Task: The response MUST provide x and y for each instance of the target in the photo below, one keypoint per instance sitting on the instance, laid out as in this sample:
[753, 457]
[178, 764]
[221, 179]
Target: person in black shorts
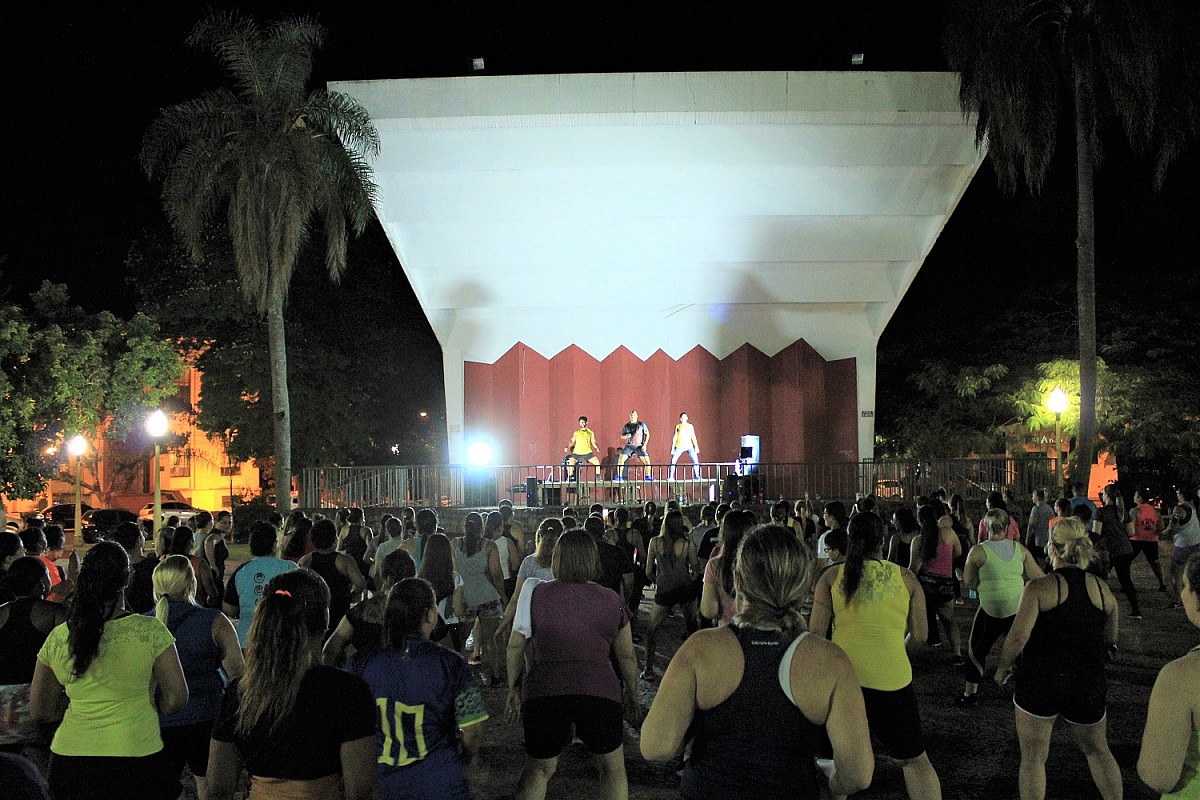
[1063, 627]
[637, 437]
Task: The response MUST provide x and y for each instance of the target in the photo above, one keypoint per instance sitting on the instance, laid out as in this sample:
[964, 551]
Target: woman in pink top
[717, 601]
[933, 561]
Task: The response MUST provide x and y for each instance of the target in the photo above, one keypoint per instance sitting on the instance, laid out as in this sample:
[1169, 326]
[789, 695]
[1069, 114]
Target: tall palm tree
[274, 156]
[1026, 62]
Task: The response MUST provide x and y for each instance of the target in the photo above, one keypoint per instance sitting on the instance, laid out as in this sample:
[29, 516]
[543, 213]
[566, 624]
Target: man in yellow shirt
[684, 443]
[581, 447]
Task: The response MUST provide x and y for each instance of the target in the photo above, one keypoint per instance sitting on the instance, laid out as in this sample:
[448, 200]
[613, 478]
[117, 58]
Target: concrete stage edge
[730, 245]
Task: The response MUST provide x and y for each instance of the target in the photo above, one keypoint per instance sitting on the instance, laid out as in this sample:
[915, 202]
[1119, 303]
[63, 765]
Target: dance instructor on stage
[636, 435]
[581, 446]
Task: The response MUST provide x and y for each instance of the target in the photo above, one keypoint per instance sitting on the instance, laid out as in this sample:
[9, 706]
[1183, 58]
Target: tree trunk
[281, 405]
[1085, 280]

★ ★ ★

◆ **Directions for this task**
Copy all the lines of data exactly as they appear, dropping any images.

◆ **Answer to the exercise**
Task: The response MUST provide x and y for each instance of the target in the photo below, one keypoint per instance sitting on the instance, laid out as in this sample:
[753, 457]
[178, 764]
[221, 179]
Target: person in black shorts
[1063, 627]
[637, 437]
Task: The response MUST provide x and y for each instance of the target in the photo above, one keypoint per instance sitting on the instance, laid out as in this sample:
[964, 551]
Target: woman in pink top
[717, 601]
[933, 561]
Task: The response MUST provide x and y for each instance of the target in the photo above, one keypoint per instance sitting on the instance, laid out as in this sample:
[1169, 326]
[789, 695]
[1069, 114]
Target: tall palm tree
[274, 156]
[1026, 62]
Task: The response MUST provide x and y for each instance of the target in the photo above, one keypoint per instance sitting on the instance, laid out as in this sample:
[29, 516]
[543, 213]
[566, 624]
Target: man in yellow shirt
[684, 443]
[581, 447]
Task: The response MUST provide x and y for each instance of the target in the photo above, one keypoint per instance sitting on the instance, laid out as in this sample:
[448, 200]
[613, 478]
[117, 58]
Target: concrete stage edge
[730, 245]
Task: The response MUST provide x and y for each instance of the target in the photo above, one keypoint per instance sitting on the instance, laid out as in this sample:
[915, 202]
[1119, 303]
[63, 765]
Target: dance instructor on stage
[636, 435]
[581, 446]
Task: The response MUST provide x and y for each instance of the target in the photo above, one keypoint per instance sitting on the instance, laid out as in this sample:
[9, 706]
[1183, 58]
Target: tree trunk
[281, 405]
[1085, 280]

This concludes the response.